_Set problem_: Take the material and output all of it exactly.

_Raw records_:

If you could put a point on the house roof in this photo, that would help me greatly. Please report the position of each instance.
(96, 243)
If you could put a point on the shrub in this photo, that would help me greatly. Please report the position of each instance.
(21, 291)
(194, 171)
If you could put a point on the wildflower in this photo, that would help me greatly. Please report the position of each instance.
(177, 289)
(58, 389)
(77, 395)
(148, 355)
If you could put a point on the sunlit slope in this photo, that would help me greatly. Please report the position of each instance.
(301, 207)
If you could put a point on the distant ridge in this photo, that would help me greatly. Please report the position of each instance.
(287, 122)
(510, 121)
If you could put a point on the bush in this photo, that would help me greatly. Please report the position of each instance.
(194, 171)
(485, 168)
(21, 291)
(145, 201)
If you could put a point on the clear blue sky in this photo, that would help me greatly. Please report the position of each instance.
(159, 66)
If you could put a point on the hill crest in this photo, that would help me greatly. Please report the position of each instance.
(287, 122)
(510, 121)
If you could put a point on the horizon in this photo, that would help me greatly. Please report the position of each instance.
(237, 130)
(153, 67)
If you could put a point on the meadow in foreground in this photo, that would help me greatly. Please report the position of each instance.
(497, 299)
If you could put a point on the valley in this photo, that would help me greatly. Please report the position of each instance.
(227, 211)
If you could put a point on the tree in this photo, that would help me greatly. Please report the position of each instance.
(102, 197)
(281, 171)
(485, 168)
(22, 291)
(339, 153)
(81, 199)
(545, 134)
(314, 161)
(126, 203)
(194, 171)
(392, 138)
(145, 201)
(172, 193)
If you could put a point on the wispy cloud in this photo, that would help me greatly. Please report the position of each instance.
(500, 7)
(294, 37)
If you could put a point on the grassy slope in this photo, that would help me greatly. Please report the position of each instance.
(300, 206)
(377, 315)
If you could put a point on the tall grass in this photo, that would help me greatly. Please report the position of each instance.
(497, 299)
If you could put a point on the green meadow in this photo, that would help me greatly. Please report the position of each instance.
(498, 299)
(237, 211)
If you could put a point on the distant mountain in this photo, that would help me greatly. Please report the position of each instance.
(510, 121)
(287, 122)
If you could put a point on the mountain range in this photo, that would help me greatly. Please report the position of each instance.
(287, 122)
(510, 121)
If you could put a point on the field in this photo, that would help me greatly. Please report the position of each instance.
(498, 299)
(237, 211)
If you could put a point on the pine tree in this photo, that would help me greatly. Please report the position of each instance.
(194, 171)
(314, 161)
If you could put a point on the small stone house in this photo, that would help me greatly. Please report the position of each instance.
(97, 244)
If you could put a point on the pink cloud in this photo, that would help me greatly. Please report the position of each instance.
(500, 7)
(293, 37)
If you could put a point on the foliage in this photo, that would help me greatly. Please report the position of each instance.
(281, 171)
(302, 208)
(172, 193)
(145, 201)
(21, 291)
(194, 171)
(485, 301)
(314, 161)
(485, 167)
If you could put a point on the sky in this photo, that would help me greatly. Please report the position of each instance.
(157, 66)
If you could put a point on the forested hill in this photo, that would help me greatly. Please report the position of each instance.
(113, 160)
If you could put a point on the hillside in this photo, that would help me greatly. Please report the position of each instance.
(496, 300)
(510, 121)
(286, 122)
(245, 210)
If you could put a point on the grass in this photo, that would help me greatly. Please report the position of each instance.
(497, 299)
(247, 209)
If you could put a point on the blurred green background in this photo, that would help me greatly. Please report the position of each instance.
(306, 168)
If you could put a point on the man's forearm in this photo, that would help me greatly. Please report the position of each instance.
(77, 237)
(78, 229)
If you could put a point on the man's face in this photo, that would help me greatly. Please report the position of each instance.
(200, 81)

_Task answer_:
If you could put a point on the house roof in this photo, that would help me greatly. Please report the position of each instance.
(96, 243)
If you could put a point on the shrub in this photo, that would help me greatly. Please report the position of each instance.
(21, 291)
(194, 171)
If you could put a point on the wildflower in this photo, that would help me greatly. Please report the position of each instance.
(177, 289)
(58, 389)
(77, 395)
(148, 355)
If you could put a point on the sunlit slope in this photo, that would help me greatly. Please report the position of each instance.
(301, 207)
If you could put a point on the distant ridge in this photo, that would help me greatly. Please report the position of each instance.
(287, 122)
(510, 121)
If you could put a point on the bush in this photo, that would help me greatly. Please report the position of each instance.
(194, 171)
(485, 168)
(21, 291)
(145, 201)
If you could put a point on the clear blue sky in this photo, that would help me greatly. Please report the position of each instance.
(159, 66)
If you could put a point on the hill crest in this photo, that would help me greatly. Please report the position of each instance.
(287, 122)
(510, 121)
If you could put a point on the horizon in this photo, that would help me greatly. Please report the position of each instance.
(237, 130)
(153, 67)
If you could put a point on the meadow in foreground in this photo, that would help me greatly. Please report the position of each instance.
(497, 299)
If you could put a point on the valley in this photo, that would help me greatly. Please report the position of each instance.
(227, 211)
If you could put a point on the tree in this photo, that would help me greatly. Please report the position of each instance.
(102, 197)
(281, 171)
(485, 168)
(22, 291)
(339, 153)
(81, 199)
(545, 134)
(314, 161)
(126, 203)
(194, 171)
(392, 138)
(145, 201)
(172, 193)
If you could put a point on the wispy cloud in this photo, that would help me greatly. Please report the position of each instance.
(500, 7)
(294, 37)
If you could put a point on the grassy slope in this photo, that would help me greatly. Please report the position of each instance.
(300, 206)
(377, 315)
If you could put a point on the tall grass in this photo, that would help me greatly. Please report the position of each instance.
(497, 299)
If you could put a point on the green meadow in this photo, that would help me greatly. Please report the position of each instance.
(498, 299)
(237, 211)
If you could put a point on the distant mountain in this photo, that would help me greatly. Please report the position of each instance.
(510, 121)
(287, 122)
If you could put a point on the mountain range in this photo, that would help me greatly. Please report the position of each instance.
(287, 122)
(510, 121)
If you could put a point on the field in this photo, that would help me greatly. Please report the position of each instance.
(498, 299)
(237, 211)
If you could put a point on the pine tree in this photo, that would help me greatly. Please report the position of each instance.
(194, 171)
(314, 161)
If you could put a point on the small stone house in this photo, that would help me greatly. Please report the position of each instance.
(97, 244)
If you could put a point on the pink cloud in this photo, that would help me greatly. Please report the position of each instance.
(500, 7)
(293, 37)
If you could put a point on the foliage in this photo, that would help me greatly. Please report the position of each instance.
(281, 171)
(302, 208)
(172, 193)
(145, 201)
(21, 291)
(194, 171)
(485, 301)
(314, 161)
(485, 167)
If you could put a point on the sky in this photo, that would help me greatly. Please report the position of each instance.
(157, 66)
If you could put a point on the forested hill in this photo, that would help me greatly. Please report the position of each instance.
(113, 160)
If you could put a point on the hillside in this photo, that would help me greatly. Please report the position of each instance.
(496, 300)
(510, 121)
(286, 122)
(245, 210)
If you could put a point on the grass in this photo, that would help me greatly. Please report the position of each instance.
(497, 299)
(247, 209)
If you could put a point on the blurred green background in this photo, that would help me greatly. Please report the position of each instance.
(306, 168)
If you could put a point on the man's forearm in this photo, that would help me greatly. Please report the position of each instance.
(77, 237)
(78, 229)
If you could put a point on the man's face in this photo, that would help me greatly. Please report the position of each instance.
(200, 81)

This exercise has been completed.